Task A: Collect every line in the rows below that contains the string "swim", copying each line in full. Case counts.

= = = = =

Nxabega was a delightful experience and
we saw a wide variety of game and an extensive variety of bird life.
The camp features Mokuro expeditions to hippo pools, game drives and
walking safaris. I asked Fraser, our Ranger, where his gun was as we
left on a walking safari. "It's not needed, Bob. The animals
know when we're respecting them and they'll give us plenty of warning
when it's time for us to leave." Fraser was right. We didn't see
any snakes and we drank the water right out of the Delta. Good-by
Bob-hang-ups! (The South and Southern African beers are terrific,
however, and I enjoyed them inspite of the great drinking water -
both bottled & from the tap). And, by the way, you can get
permission to run on the camp runways providing a guide is behind you
with his Land Rover. I didn't do it. I was scared to.
After then visiting Sandibe, another
deluxe CCAfrica Safari Camp (where we saw huge herds of elephant and
many other animals, but less birdlife than Nxabega) we flew on to
Victoria Falls and transferred into the Matesi Water Camp and the
Matesi Safari Camp (both in Zimbabwe) for one night at each camp.

= = = = =

Task B: Translate this sentence from the safari travel account above into Spanish: "The camp features Mokuro expeditions to hippo pools, game drives and walking safaris."

= = = = =

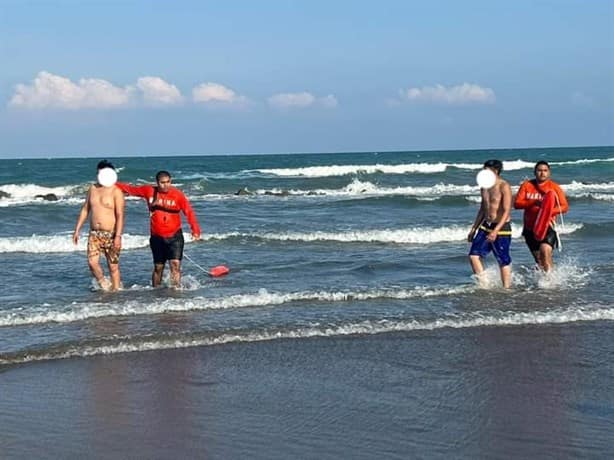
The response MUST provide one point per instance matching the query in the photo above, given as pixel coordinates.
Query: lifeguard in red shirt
(530, 197)
(165, 204)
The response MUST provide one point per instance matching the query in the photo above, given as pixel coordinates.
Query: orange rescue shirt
(529, 198)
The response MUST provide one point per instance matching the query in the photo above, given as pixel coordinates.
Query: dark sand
(505, 392)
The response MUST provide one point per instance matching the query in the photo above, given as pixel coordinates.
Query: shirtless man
(492, 223)
(106, 225)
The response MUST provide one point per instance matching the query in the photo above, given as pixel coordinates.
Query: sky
(122, 78)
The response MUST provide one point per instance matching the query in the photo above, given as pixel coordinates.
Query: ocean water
(347, 246)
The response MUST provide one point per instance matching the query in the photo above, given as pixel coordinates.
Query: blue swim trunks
(501, 246)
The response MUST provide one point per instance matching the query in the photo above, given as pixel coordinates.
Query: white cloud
(49, 91)
(158, 92)
(53, 91)
(214, 93)
(301, 100)
(455, 95)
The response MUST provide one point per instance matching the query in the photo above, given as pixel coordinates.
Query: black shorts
(164, 249)
(533, 244)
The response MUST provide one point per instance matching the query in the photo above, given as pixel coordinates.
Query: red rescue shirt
(529, 197)
(165, 220)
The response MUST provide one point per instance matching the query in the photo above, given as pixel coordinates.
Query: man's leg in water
(506, 276)
(156, 275)
(93, 261)
(477, 267)
(175, 265)
(545, 257)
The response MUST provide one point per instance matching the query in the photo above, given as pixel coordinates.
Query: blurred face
(164, 184)
(542, 173)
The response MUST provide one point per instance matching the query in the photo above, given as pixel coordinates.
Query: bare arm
(118, 198)
(85, 210)
(476, 223)
(506, 206)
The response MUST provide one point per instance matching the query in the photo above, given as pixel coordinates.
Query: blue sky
(92, 78)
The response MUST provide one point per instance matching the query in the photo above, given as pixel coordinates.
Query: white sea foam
(413, 235)
(263, 298)
(405, 168)
(61, 243)
(362, 328)
(21, 194)
(360, 188)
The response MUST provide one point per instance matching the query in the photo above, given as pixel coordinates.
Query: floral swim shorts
(101, 241)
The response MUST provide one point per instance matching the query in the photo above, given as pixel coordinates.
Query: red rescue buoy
(219, 270)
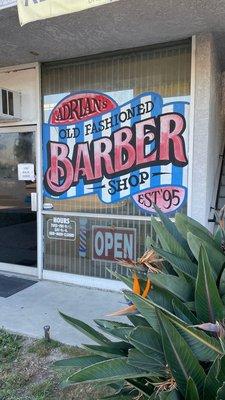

= = = = =

Correct output A:
Query: blue swim trunks
Query: floral swim shorts

Correct output B: El campamento ofrece expediciones Mokuro a las pozas de hipopótamos, recorridos en vehículo para ver fauna y safaris a pie.